Big
capital is gaining twice from tax reductions
by system
failure
According to
a 2010 document under the title "Federal Debt and Interest
Costs", released by the US Congressional Budget Office (CBO):
"Debt
held by the public
consists mostly of securities that the Treasury issues to raise cash
to fund the activities of the government, including the securities
sold to pay off maturing securities. The amount the Treasury borrows
or redeems is determined primarily by the budget deficit or surplus
in a given year. CBO projects that, under current law, debt held by
the public will surpass $16 trillion by 2020, reaching nearly 70
percent of GDP. Many other outcomes are possible, however. If,
for example, the tax reductions enacted earlier in the decade were
continued, the alternative minimum tax was indexed for inflation, and
future annual appropriations remained the same share of GDP that they
were in 2010, debt held by the public would total nearly 100 percent
of GDP by 2020.”
This means that, the biggest corporations earn more
money by paying less taxes in social benefits, but government also
borrows more money to replace tax losses and cover increasing needs.
Therefore, the biggest investors also earn more money by lending
government. Given that the biggest investment banks and corporations
are connected through various ways, it seems that the financial
elites are gaining twice by tax reductions.
Beyond
this, it would be interesting to see that, for the years 2011 and
2012 the US debt held by the Federal Reserve reached record levels
since 1940, (11.2% of GDP in 2011 and 10.6% of GDP in 2012). Only one
time reached such levels, just after WWII (10.7% of GDP in 1946).

Supplied material:

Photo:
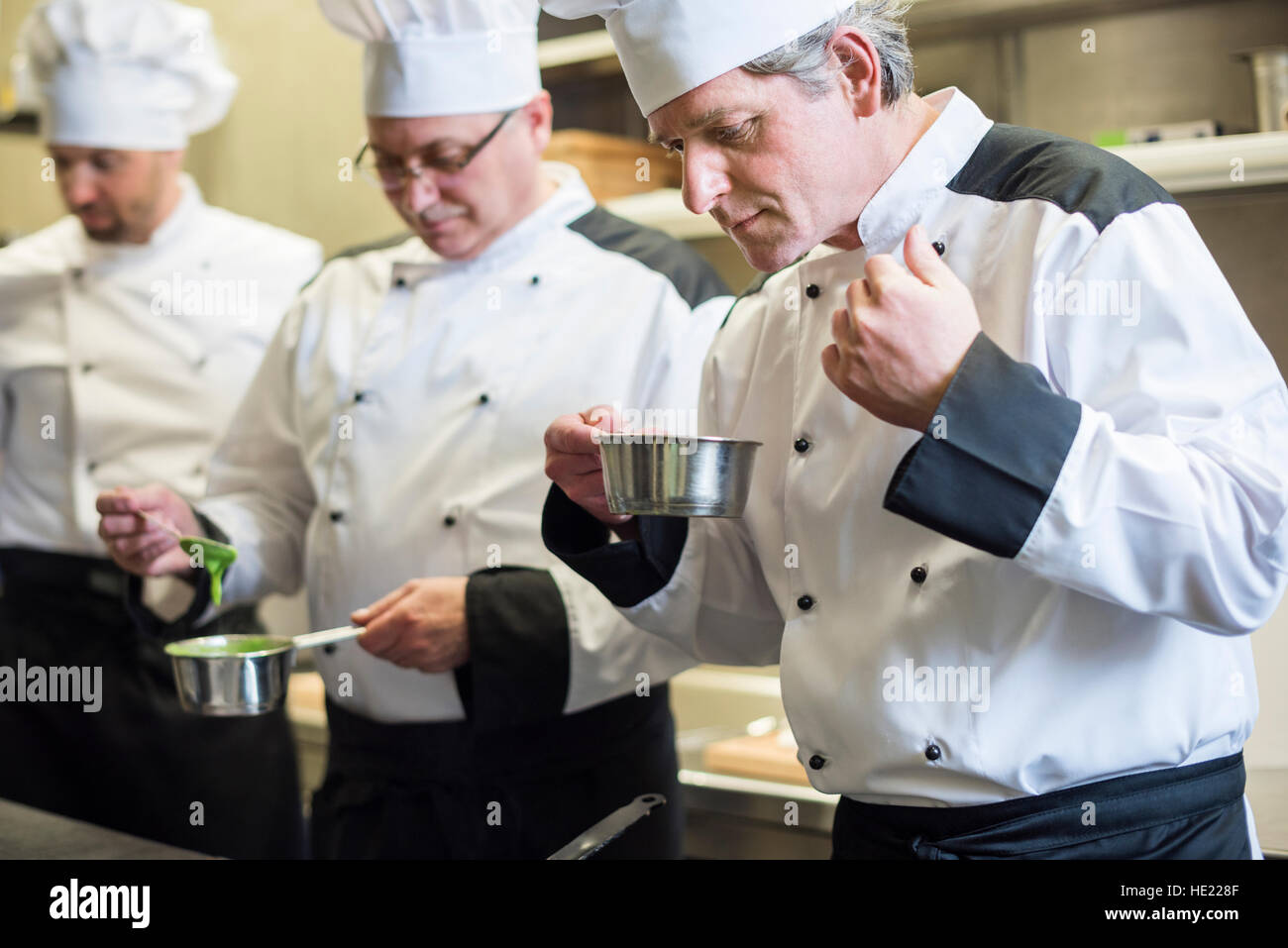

Problems to solve:
[a] Answer these questions using the passage on tax reductions and federal debt:
(i) Under current law, what amount does the CBO project debt held by the public will surpass by 2020?
(ii) Under the alternative scenario the CBO describes, roughly what share of GDP would debt held by the public reach by 2020?
(iii) What share of GDP did US debt held by the Federal Reserve reach in 1946?
[b] Carry on the passage on tax reductions and federal debt, beginning after its final sentence.

Final answers:
[a]
(i) $16 trillion, nearly 70 percent of GDP
(ii) Nearly 100 percent of GDP
(iii) 10.7% of GDP

[b]
[Table 7.1,
http://www.whitehouse.gov/omb/budget/historicals]
It
is also worth to notice that, for these two years, the estimated percentage
share of debt held by domestic private investors in "debt held
by the public", followed the percentage share of debt held by
the Federal Reserve. More specifically, in 2011, the percentage share
of debt held by domestic private investors was 32% while the
percentage share of debt held by the Federal Reserve was 16%
(http://www.gao.gov/special.pubs/longterm/pdfs/estimated-ownership2011.txt).
Next year, 2012, the estimated percentage share of debt held by domestic
private investors dropped by 1% (at 31%), exactly as much as the
percentage share of debt held by the Federal Reserve (15%),
(http://www.gao.gov/special.pubs/longterm/pdfs/estimated-ownership2012.txt).
What
is depicted here, is an increasingly dependent government on Federal
Reserve's QE policies which are circulated inside the system and load
government with more debt. It seems that, the government struggles to
retain social benefits at a certain level while at the same time the
financial elites are gaining more and more.
It
is characteristic that Obama struggles to pass the plan for $10.10
per hour national minimum wage, even if this would not be enough to improve
the life of millions of American workers who are working very hard to
pay the bills and secure a decent life for their families, but the
financial-corporate lobbyists will find the opportunity to demand
more tax-cuts, exactly because they are gaining twice from tax
reductions.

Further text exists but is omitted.